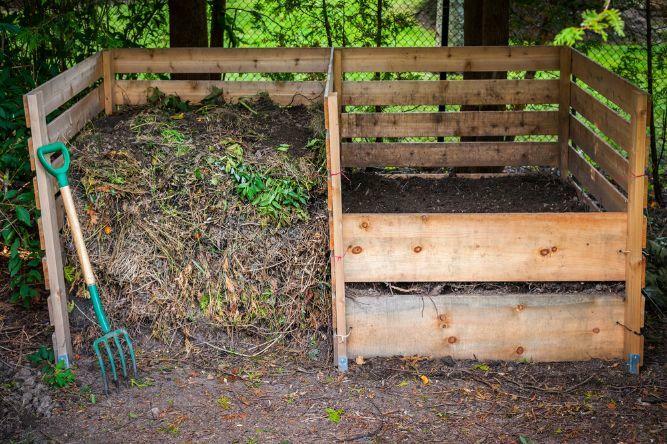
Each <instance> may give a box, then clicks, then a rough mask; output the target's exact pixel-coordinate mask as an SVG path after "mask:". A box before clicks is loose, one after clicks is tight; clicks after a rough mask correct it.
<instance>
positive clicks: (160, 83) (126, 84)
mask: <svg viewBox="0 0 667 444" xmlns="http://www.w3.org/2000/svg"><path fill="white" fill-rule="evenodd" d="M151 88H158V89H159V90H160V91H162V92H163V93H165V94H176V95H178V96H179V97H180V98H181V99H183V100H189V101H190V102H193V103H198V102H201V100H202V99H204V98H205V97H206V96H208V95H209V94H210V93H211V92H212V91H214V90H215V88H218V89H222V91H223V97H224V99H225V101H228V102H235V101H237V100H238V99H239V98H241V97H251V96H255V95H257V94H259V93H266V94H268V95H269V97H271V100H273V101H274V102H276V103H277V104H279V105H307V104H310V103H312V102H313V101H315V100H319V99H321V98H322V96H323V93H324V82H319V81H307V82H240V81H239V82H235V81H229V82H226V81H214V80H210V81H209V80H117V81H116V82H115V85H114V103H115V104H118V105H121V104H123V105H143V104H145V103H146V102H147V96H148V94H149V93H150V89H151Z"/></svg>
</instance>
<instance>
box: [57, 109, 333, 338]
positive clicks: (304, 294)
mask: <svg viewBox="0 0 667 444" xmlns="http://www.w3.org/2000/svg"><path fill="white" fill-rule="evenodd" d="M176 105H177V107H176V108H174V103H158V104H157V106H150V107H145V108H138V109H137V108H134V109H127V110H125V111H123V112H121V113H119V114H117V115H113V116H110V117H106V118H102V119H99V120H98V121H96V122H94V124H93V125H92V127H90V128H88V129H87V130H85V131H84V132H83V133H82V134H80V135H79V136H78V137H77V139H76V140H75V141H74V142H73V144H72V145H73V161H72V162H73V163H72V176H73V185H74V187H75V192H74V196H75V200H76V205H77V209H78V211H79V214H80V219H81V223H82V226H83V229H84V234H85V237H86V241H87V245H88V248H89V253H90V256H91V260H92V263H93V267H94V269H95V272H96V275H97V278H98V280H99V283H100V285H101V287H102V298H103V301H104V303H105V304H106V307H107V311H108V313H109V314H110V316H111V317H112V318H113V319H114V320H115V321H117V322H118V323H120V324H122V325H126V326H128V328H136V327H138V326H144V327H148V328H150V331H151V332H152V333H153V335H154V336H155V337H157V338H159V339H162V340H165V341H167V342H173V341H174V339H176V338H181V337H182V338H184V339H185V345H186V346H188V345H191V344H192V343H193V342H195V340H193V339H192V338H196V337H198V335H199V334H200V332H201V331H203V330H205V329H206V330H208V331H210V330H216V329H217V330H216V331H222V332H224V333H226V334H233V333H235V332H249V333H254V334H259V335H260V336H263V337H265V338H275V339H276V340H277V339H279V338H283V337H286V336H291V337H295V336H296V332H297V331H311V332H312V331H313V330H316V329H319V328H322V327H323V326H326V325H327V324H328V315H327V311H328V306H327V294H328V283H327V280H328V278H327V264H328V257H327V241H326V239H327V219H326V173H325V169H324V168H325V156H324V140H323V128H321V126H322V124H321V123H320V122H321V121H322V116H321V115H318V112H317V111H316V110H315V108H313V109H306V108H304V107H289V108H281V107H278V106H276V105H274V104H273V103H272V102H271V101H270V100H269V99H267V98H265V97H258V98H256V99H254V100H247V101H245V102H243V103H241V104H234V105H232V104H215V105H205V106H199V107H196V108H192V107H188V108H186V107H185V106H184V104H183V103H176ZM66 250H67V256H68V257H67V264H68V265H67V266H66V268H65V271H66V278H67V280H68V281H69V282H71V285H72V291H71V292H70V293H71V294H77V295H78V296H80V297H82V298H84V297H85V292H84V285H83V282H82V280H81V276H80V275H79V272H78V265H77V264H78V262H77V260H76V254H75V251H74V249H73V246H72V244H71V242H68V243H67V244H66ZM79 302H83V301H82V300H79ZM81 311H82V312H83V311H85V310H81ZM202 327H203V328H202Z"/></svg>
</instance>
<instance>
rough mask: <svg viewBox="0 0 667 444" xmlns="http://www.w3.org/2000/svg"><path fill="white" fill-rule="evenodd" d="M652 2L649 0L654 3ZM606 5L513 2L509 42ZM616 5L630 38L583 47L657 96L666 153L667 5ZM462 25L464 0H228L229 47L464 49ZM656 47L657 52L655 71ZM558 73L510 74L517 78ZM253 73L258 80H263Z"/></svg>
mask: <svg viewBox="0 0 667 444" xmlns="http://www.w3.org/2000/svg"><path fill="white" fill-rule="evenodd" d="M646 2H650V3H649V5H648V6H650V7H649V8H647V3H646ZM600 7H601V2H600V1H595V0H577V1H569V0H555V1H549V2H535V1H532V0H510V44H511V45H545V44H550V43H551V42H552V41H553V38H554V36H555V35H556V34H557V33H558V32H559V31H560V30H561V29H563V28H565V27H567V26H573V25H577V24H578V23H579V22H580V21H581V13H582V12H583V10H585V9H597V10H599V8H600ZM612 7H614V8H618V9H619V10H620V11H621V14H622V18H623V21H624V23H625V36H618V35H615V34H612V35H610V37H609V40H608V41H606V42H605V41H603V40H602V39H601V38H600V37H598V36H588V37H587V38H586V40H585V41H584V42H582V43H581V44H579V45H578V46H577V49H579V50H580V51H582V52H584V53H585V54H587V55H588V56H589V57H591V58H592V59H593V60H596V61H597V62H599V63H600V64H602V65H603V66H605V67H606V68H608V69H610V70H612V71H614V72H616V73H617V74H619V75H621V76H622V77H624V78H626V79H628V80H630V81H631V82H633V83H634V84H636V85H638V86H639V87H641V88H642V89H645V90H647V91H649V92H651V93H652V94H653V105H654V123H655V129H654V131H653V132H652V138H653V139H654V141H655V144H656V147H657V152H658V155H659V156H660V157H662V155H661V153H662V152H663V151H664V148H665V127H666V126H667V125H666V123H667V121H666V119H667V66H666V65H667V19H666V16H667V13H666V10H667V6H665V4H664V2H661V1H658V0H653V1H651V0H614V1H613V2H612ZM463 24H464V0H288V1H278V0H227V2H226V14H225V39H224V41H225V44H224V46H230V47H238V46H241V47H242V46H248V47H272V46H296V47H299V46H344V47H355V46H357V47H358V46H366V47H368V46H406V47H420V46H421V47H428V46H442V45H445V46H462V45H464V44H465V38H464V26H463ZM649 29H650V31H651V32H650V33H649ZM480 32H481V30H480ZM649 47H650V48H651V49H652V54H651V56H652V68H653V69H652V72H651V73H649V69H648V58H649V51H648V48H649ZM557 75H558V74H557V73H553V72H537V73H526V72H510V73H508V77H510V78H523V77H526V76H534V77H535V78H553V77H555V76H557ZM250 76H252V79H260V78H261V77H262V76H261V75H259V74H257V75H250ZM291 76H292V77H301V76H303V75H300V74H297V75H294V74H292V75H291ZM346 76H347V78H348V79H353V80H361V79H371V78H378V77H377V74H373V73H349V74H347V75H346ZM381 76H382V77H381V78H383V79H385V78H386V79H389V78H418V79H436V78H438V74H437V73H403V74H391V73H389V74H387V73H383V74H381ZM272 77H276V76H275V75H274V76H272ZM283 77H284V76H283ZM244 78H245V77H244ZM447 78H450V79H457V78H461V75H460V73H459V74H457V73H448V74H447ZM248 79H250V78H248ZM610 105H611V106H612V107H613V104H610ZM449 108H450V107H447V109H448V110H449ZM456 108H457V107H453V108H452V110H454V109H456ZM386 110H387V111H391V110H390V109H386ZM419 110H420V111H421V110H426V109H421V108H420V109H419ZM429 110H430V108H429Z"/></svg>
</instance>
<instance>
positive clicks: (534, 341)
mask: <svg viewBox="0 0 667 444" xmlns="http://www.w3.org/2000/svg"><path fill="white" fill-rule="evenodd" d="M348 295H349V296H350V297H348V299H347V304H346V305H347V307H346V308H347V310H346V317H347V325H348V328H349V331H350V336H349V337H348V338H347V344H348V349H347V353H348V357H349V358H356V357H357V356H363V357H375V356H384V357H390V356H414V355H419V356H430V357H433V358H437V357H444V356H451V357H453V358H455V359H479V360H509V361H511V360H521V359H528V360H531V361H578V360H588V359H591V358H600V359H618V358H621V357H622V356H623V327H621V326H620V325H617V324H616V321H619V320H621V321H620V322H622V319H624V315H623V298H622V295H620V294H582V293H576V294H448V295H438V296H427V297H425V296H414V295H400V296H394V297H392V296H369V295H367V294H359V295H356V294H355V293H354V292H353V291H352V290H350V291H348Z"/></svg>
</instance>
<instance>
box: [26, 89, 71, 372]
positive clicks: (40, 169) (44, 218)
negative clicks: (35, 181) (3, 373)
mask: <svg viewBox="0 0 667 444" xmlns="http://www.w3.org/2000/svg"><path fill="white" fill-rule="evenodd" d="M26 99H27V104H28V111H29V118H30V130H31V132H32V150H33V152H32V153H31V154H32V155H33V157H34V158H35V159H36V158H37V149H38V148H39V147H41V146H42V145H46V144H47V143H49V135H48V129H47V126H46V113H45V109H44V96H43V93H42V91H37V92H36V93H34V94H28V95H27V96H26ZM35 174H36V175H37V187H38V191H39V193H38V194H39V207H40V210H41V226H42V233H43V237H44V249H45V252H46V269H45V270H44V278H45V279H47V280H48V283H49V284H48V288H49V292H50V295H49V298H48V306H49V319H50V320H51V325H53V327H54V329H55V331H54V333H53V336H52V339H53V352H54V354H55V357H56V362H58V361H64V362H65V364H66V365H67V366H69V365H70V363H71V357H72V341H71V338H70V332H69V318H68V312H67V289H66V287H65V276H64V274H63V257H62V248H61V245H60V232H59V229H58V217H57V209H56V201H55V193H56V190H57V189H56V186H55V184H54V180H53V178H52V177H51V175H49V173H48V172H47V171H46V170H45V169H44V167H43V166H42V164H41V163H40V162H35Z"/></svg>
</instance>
⁂
▸ **The task**: Filter the records, keeping only lines that contain "positive", and show those lines.

▸ **Task result**:
positive clicks: (160, 83) (126, 84)
positive clicks: (304, 294)
positive clicks: (534, 341)
positive clicks: (40, 169) (44, 218)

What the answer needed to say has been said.